-- Instructions to follow --
State how many of the lines below contain the string "background". Give only the number.

Dataset items:
** begin **
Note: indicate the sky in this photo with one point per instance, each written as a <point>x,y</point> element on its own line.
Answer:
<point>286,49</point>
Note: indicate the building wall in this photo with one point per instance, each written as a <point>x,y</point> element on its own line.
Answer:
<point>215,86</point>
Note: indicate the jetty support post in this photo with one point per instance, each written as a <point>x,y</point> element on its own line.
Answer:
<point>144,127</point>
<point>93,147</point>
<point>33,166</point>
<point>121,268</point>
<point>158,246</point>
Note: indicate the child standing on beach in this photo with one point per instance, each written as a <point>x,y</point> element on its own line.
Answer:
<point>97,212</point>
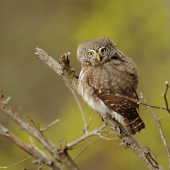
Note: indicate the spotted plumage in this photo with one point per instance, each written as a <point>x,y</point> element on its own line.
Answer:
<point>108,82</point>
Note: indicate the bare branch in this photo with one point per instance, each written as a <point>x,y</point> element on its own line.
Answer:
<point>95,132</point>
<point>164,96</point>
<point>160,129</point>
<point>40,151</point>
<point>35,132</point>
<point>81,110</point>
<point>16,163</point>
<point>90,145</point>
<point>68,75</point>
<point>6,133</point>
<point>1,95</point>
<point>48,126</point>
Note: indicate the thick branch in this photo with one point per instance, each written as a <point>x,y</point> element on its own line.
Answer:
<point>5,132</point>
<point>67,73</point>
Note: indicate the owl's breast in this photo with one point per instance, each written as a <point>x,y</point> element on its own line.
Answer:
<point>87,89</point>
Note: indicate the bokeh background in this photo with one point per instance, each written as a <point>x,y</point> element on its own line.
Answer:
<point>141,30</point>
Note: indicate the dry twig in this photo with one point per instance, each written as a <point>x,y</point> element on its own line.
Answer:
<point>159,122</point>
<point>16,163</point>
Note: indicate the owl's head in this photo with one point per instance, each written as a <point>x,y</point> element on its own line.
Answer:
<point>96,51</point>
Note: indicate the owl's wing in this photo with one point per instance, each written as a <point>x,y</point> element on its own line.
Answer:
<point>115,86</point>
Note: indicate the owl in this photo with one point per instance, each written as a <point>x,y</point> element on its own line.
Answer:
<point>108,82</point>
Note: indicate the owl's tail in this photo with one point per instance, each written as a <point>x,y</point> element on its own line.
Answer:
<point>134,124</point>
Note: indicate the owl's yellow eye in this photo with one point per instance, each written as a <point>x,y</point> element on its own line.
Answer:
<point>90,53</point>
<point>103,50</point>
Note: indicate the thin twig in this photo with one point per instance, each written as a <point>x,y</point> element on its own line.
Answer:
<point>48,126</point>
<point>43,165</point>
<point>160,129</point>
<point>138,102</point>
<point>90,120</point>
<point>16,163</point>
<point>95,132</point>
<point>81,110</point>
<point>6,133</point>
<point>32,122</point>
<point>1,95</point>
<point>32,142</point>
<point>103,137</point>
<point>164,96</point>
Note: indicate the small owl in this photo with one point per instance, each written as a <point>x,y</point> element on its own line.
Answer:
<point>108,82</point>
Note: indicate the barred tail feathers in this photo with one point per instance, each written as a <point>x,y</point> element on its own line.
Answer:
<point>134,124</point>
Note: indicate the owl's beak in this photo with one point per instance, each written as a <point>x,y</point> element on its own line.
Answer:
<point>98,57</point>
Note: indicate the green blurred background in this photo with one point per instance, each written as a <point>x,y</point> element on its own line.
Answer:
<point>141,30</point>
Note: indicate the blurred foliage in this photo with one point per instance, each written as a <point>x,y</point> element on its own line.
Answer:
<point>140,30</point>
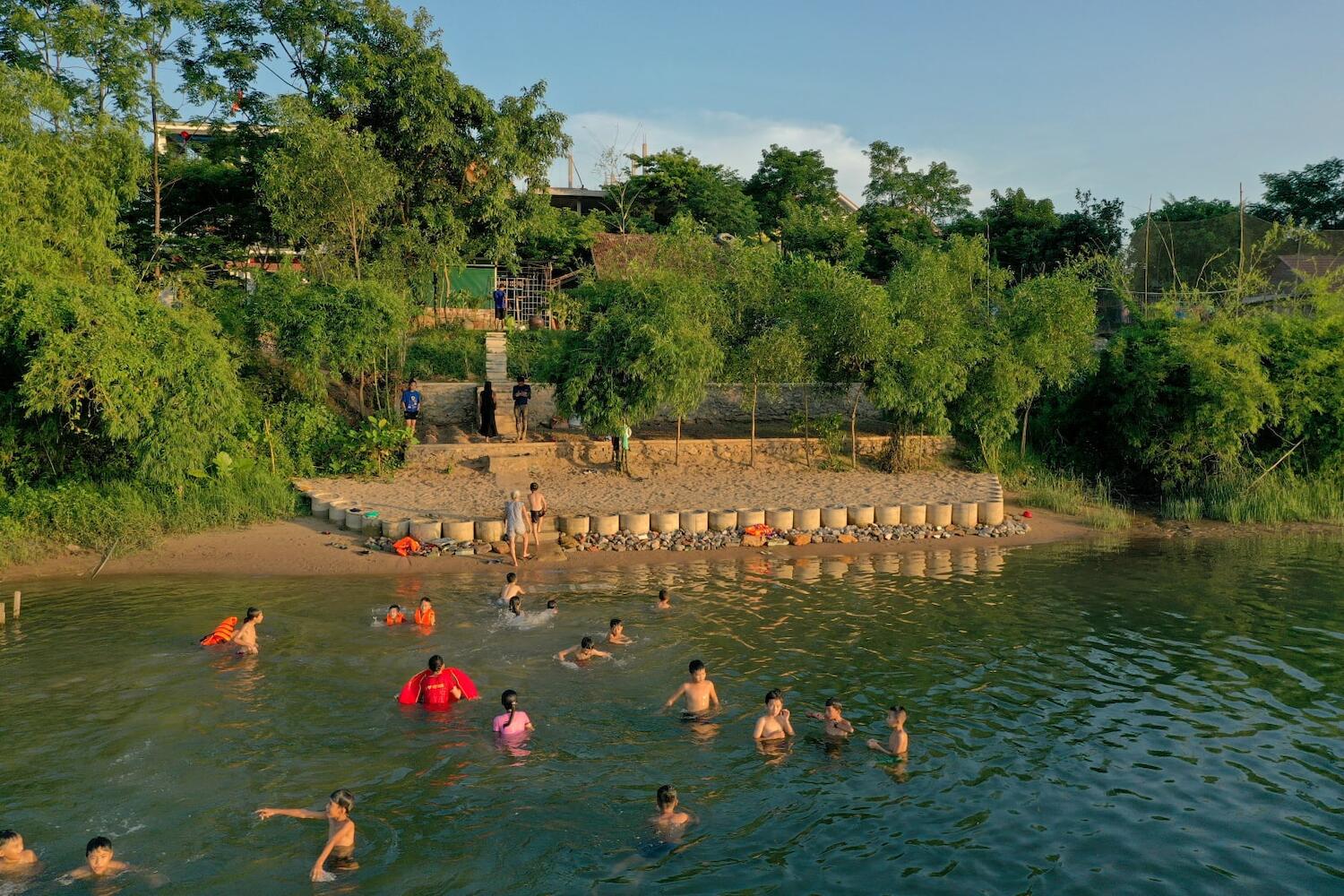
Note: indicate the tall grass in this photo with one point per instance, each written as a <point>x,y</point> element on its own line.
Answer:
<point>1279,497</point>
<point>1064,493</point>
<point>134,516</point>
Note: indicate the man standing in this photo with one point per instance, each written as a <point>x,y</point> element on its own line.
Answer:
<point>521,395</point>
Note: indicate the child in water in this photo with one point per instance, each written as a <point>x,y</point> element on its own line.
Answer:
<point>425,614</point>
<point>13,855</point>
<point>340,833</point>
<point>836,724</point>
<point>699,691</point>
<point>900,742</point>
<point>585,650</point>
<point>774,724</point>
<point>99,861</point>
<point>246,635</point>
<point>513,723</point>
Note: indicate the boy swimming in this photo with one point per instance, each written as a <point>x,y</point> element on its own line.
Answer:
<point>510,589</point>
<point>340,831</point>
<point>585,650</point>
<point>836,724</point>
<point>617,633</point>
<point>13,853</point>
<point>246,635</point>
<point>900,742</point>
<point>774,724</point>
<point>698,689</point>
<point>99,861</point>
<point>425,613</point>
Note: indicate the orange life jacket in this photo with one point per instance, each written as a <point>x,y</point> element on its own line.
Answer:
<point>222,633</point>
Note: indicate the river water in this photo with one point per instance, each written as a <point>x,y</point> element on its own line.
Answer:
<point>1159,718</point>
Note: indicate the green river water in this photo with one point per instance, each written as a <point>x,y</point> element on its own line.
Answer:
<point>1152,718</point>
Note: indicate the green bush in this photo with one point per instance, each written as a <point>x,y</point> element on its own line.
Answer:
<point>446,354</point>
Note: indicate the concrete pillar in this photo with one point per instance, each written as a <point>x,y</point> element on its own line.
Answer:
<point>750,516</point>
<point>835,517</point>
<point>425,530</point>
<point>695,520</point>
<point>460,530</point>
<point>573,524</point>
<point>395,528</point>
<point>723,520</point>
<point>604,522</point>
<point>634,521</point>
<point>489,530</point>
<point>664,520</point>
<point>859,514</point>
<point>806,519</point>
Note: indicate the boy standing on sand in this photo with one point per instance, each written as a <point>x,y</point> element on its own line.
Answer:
** end **
** begin **
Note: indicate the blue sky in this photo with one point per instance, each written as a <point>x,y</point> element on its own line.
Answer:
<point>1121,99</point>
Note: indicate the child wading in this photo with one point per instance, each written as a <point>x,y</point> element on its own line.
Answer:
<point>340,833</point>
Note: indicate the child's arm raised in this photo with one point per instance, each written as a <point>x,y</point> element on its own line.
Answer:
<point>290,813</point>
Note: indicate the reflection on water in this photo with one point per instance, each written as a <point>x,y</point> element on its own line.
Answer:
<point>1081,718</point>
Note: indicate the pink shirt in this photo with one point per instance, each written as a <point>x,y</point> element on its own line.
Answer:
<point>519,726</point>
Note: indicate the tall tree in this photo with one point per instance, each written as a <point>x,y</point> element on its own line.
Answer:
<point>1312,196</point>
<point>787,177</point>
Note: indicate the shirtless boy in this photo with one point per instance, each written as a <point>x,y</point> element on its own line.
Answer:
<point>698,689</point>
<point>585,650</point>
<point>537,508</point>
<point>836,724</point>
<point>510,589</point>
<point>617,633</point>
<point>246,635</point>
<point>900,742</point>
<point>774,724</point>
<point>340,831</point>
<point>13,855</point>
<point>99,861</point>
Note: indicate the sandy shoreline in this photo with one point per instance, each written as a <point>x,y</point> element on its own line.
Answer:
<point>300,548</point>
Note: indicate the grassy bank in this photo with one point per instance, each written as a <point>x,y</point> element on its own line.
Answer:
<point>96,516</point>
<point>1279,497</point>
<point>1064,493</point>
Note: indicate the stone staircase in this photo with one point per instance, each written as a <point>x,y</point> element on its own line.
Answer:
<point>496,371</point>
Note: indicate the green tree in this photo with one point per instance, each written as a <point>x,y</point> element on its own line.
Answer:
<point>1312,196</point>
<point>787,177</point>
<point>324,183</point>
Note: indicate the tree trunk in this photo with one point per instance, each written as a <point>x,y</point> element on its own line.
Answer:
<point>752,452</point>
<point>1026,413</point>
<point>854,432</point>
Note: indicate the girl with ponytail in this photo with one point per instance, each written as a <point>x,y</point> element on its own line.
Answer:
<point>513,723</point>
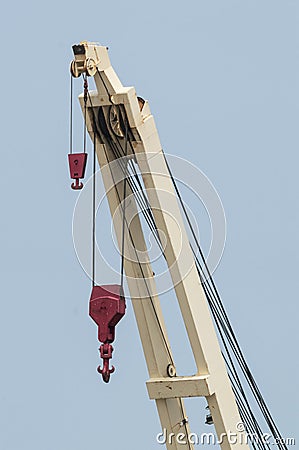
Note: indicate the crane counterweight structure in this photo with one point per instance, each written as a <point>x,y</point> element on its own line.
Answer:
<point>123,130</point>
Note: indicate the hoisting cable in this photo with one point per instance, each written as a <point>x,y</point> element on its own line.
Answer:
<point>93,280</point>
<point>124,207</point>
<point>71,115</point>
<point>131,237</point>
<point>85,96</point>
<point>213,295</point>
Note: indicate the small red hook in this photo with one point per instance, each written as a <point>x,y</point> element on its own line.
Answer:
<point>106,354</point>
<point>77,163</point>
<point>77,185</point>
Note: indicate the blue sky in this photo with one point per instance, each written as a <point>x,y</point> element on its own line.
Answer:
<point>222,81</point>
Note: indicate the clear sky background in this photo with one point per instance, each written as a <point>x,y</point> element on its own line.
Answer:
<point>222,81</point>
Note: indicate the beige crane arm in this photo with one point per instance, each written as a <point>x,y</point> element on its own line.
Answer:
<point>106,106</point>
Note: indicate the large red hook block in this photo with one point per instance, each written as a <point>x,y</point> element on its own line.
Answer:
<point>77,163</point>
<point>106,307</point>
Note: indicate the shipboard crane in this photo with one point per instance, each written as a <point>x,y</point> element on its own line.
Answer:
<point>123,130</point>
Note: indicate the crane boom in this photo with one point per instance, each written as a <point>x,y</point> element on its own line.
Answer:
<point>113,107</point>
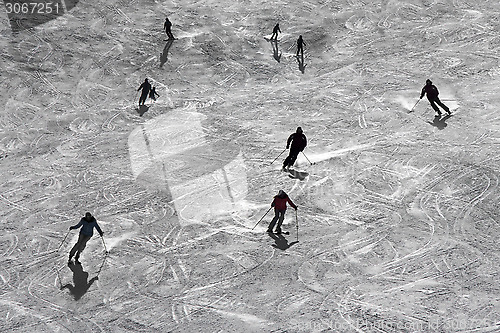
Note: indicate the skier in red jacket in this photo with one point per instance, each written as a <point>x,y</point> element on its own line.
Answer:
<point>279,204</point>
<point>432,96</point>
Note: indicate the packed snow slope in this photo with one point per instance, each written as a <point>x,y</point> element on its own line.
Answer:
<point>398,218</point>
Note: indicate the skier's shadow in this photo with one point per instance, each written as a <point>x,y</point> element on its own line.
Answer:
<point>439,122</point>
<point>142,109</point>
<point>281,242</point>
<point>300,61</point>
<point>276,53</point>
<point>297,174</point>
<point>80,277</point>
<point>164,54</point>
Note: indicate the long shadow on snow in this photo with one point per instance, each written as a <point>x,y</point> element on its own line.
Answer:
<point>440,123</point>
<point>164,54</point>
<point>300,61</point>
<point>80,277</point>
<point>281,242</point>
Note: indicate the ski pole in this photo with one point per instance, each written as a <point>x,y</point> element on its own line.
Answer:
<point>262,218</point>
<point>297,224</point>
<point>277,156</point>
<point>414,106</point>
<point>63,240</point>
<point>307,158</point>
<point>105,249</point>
** end **
-- Exercise solution --
3